### EXERCISE GOAL:
Output exactly the lines between the line that contains "rock face, one" and the last line of the material, counting both.

### SOURCE RECORDS:

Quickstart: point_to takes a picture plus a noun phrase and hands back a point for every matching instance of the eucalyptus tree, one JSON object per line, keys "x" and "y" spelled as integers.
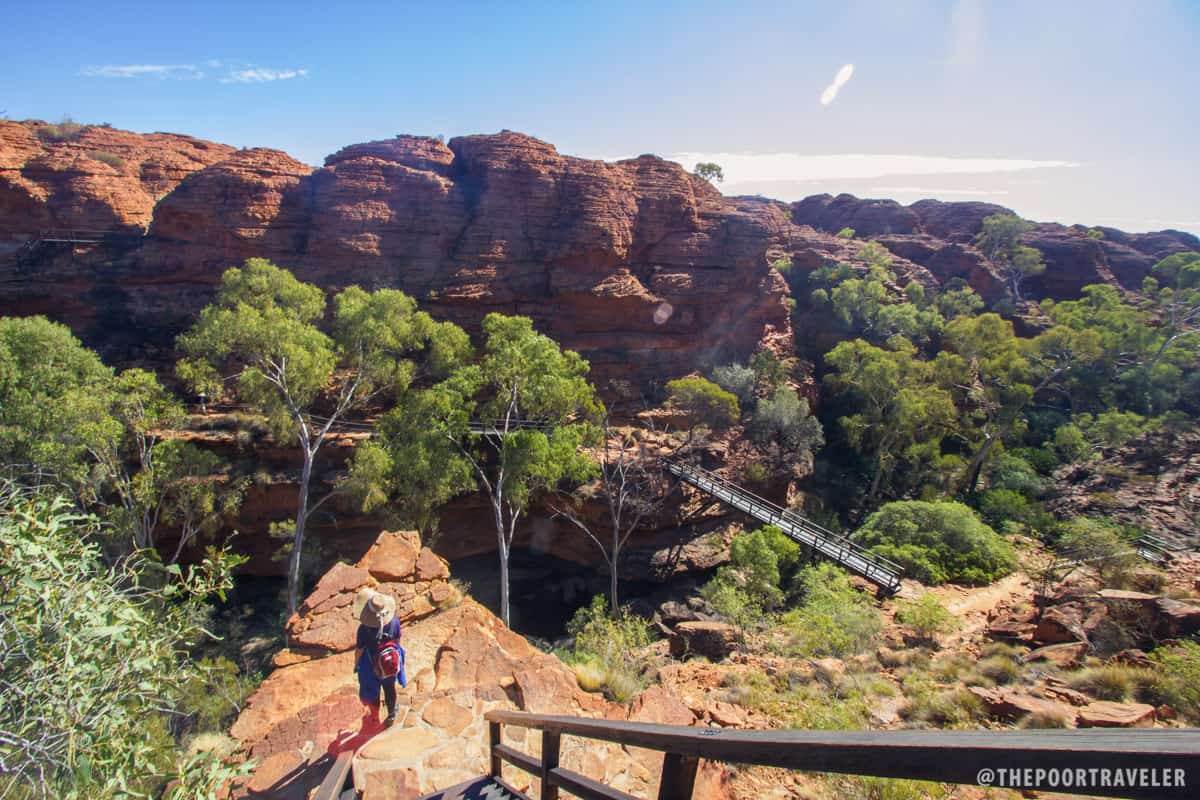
{"x": 261, "y": 341}
{"x": 513, "y": 422}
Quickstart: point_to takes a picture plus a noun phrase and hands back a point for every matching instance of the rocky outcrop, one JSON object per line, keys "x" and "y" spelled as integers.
{"x": 461, "y": 661}
{"x": 90, "y": 176}
{"x": 940, "y": 236}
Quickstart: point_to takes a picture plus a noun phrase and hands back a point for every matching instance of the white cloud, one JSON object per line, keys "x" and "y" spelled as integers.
{"x": 839, "y": 80}
{"x": 742, "y": 168}
{"x": 966, "y": 30}
{"x": 263, "y": 74}
{"x": 177, "y": 71}
{"x": 929, "y": 191}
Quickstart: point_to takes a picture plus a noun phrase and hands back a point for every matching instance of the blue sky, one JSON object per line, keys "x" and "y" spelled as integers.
{"x": 1077, "y": 112}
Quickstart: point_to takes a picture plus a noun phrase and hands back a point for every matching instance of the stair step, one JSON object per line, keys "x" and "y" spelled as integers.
{"x": 480, "y": 788}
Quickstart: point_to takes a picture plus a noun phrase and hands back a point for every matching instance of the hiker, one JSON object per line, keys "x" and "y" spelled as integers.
{"x": 378, "y": 657}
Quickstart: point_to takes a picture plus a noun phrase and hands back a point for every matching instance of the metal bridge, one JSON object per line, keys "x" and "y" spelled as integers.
{"x": 832, "y": 546}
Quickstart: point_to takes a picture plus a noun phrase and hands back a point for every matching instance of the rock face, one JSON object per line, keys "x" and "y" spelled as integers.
{"x": 636, "y": 264}
{"x": 462, "y": 662}
{"x": 91, "y": 178}
{"x": 939, "y": 236}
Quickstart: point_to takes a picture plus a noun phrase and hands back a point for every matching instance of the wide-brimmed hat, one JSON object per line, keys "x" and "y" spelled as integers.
{"x": 375, "y": 608}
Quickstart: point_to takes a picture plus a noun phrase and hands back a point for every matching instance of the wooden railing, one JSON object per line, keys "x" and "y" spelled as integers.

### RESULT FOR THIS TASK:
Quickstart: point_to takes a picture plus a noun phrase and hands back a point for every matching instance of the rock face, one JSON object per line, keys "x" and "y" spelled as integers.
{"x": 636, "y": 264}
{"x": 462, "y": 662}
{"x": 91, "y": 178}
{"x": 939, "y": 236}
Quickstart: point_to takes a picture plus a noun phrase and hands back a point for every matching instance of the wide-brimmed hat, one JSON object per line, keys "x" and "y" spelled as integers.
{"x": 375, "y": 608}
Quickstart: point_to takes a picture plus a noun phrase and hands back a point for every matching instance of the wooden railing, one JSON object per line, keys "x" and "y" spelled as integers.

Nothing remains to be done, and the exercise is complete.